Below is a listing to transcribe in full and exactly; keep the pictures out.

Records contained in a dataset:
__________
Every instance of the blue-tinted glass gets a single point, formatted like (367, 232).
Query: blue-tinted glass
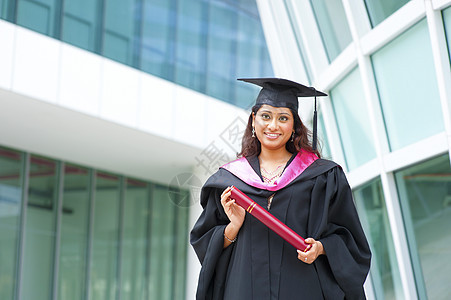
(333, 25)
(221, 56)
(447, 21)
(7, 10)
(11, 163)
(425, 195)
(352, 117)
(322, 138)
(408, 89)
(379, 10)
(162, 245)
(74, 233)
(373, 214)
(158, 32)
(80, 23)
(191, 44)
(38, 15)
(119, 36)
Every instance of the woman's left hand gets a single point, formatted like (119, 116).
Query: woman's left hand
(312, 254)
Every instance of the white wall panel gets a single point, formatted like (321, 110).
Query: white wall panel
(80, 80)
(156, 105)
(6, 53)
(36, 65)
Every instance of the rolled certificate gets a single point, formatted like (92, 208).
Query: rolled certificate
(269, 220)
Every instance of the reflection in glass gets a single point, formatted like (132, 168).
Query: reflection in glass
(135, 240)
(331, 18)
(353, 120)
(323, 141)
(40, 229)
(425, 194)
(385, 275)
(11, 164)
(379, 10)
(447, 22)
(79, 24)
(103, 281)
(40, 16)
(408, 88)
(74, 233)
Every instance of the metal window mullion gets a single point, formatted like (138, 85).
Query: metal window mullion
(92, 190)
(120, 236)
(57, 241)
(148, 240)
(175, 246)
(23, 217)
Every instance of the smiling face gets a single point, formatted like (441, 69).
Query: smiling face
(273, 126)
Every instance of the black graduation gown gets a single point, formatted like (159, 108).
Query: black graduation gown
(260, 265)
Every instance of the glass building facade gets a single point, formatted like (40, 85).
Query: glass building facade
(202, 45)
(72, 232)
(387, 121)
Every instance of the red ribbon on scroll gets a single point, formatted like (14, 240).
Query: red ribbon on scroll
(269, 220)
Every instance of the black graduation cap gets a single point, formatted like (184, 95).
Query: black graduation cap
(279, 92)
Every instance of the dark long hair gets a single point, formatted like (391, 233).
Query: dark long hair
(302, 135)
__________
SOLUTION TO THE PROBLEM:
Every instance of the blue-tinted glass gets a single point, formatted like (367, 232).
Query: blue-tinted glass
(333, 25)
(221, 56)
(447, 21)
(7, 10)
(11, 163)
(425, 195)
(352, 117)
(322, 138)
(408, 89)
(379, 10)
(162, 245)
(74, 233)
(373, 214)
(158, 32)
(80, 23)
(191, 44)
(38, 15)
(119, 36)
Every instance of the woman's left hand gets a single point, formatted like (119, 116).
Query: woman's left hand
(312, 254)
Every instance of the white wall panel gets a single point, formatted like (321, 110).
Query: white wall panel
(80, 80)
(156, 105)
(6, 53)
(36, 65)
Every instance of the rolled certificate gets a single point, formatted like (92, 208).
Query: rolled certificate
(269, 220)
Every instance of the reflection in glass gets a single point, formatted like (132, 168).
Query: reflection in glass
(135, 240)
(331, 18)
(353, 120)
(323, 141)
(40, 229)
(425, 194)
(385, 275)
(11, 164)
(379, 10)
(447, 22)
(79, 24)
(103, 281)
(40, 16)
(408, 88)
(74, 233)
Every instance of the metal window mullion gets a single point, formatted like (138, 85).
Query: metal window mullion
(92, 190)
(120, 236)
(57, 241)
(148, 240)
(175, 246)
(23, 217)
Every instance of the smiling face gets a single point, formatted like (441, 69).
Query: smiling face
(273, 126)
Every instance of the black graduation gown gets a single point, formatted like (159, 108).
Query: black graduation gown
(260, 265)
Every instance of the glass building facade gets a single point, formatted like (40, 85).
Query: glass building facade
(202, 45)
(72, 232)
(387, 121)
Every instance of the red ribbon on scroll gets a single point, formatted like (14, 240).
Query: red ribbon on scroll
(269, 220)
Every instance of the black graduation cap gets a single point, formatted like (184, 95).
Query: black graduation cap
(279, 92)
Every instance of the dark long hair gets a single point, formatted like (391, 233).
Query: dark long hair
(302, 135)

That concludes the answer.